TEXT BLOCK:

........

My wife has a nine-year-old border collie, with whom she has formed a mutual admiration society. I would really rather not have a dog, but I have so far avoided giving Brenda an ultimatum—“It’s either the dog or me!—because…well, let’s just say, I’m smarter than that. So I somewhat reluctantly share my living space with a four-legged creature named Lucifer—which, as Brenda reminds me, means “light bearer.” Lucy, as
Brenda calls her, is, like most of her kind, quite fond of raw meat. But she has a fear that outweighs even her appetite for a nice, fresh chicken thigh or a piece of beef heart. She suffers from a compelling and overpowering fear of abandonment. Lucy is certain that, if she lets Brenda out of the house—or, worse yet, both Brenda and me out of the house at the same time—there’s a high probability that we will not ever return. The mere sight of a suitcase sends her into a depressive tailspin. So Lucy can know that there’s fresh meat out in the yard, but unless Brenda goes out there and stays within sight of Lucy while Lucy eats it, she may not even go out the door. The dog has serious abandonment issues, and I suppose may need expensive therapy before she can get better. I don’t know.
Well, one feature of our individual and collective brokenness is that we, as a human race, also have serious abandonment issues. We are afraid that, not only are we miserable, but that God has abandoned us in our misery. We are afraid that God has given up on us. We are afraid that sickness and death are all there is, in the end. We are afraid that fear and anger have the final word. We are afraid that loneliness and boredom and cynicism have the last say in the matter.

........

(Stored items from a collection)
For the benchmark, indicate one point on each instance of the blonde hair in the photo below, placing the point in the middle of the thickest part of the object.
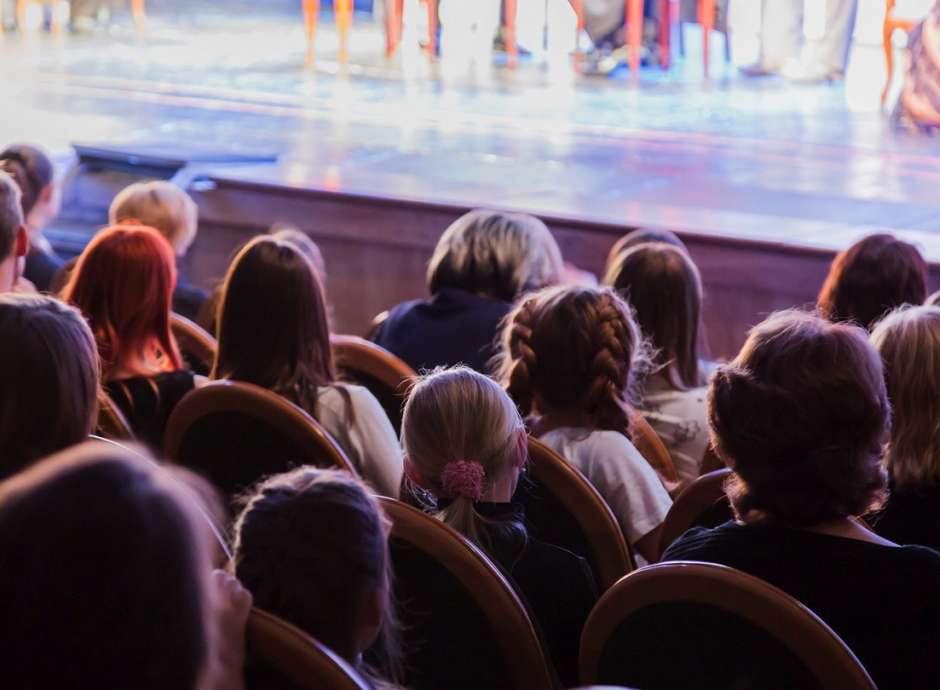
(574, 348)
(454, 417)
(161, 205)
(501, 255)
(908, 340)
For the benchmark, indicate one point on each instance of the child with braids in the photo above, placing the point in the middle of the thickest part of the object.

........

WHAT YOU WILL DO:
a. For each statement, decide whether the text about the border collie supports it, and answer yes or no with the deciding words from that text quoted exactly: (i) Lucifer's name means "light bearer." (ii) The narrator has given Brenda an ultimatum about the dog. (iii) Lucy will go out to eat fresh meat in the yard even when Brenda stays inside.
b. According to the text about the border collie, what sight sends Lucy into a depressive tailspin?
c. Write the next part of the text about the border collie, picking up after its final sentence.

LIST OF ANSWERS:
a.
(i) Yes: "named Lucifer—which, as Brenda reminds me, means “light bearer.”"
(ii) No: "I have so far avoided giving Brenda an ultimatum"
(iii) No: "unless Brenda goes out there and stays within sight of Lucy while Lucy eats it, she may not even go out the door."

b. The mere sight of a suitcase.

c.
Christmas is the therapy we need to deal with our abandonment issues. The birth of Christ, the incarnation of the Eternal Word of God in the infant whose parents were instructed to name him Jesus, is a sign of hope that God has not abandoned us in our state of misery. Because a young woman named Mary had the courage to say Yes to a very strange vocation, and give birth in the uncomfortable squalor of a barn, and set the baby down in a feeding trough, because an honorable man named Joseph had the courage to say Yes to the very strange vocation of raising as his own a child whom he did not father—because of all this, you and I have hope that God has not abandoned us in our misery, but is, in fact with us—that he is, in fact, one of us. Because of Christmas, God knows. God knows. Whatever we’re feeling, God knows—not just because He’s good, but because He’s been there.
Are you sick? God knows, and the birth of Christ makes it possible for you to share God’s eternal wellness and wholeness and health.
Are you lonely? God knows, and Jesus’ nativity makes it possible for you to participate in the very life of God, to share in the perfect community of the Holy Trinity,
Are you afraid? God knows, and Christ’s birth makes it possible for you to know the deathless love of God that banishes all fear.
Are you angry? God knows, and the birth of Jesus makes it possible for you to see God’s own vision of a world where justice reigns, where crime doesn’t pay, and all wrongs are put right.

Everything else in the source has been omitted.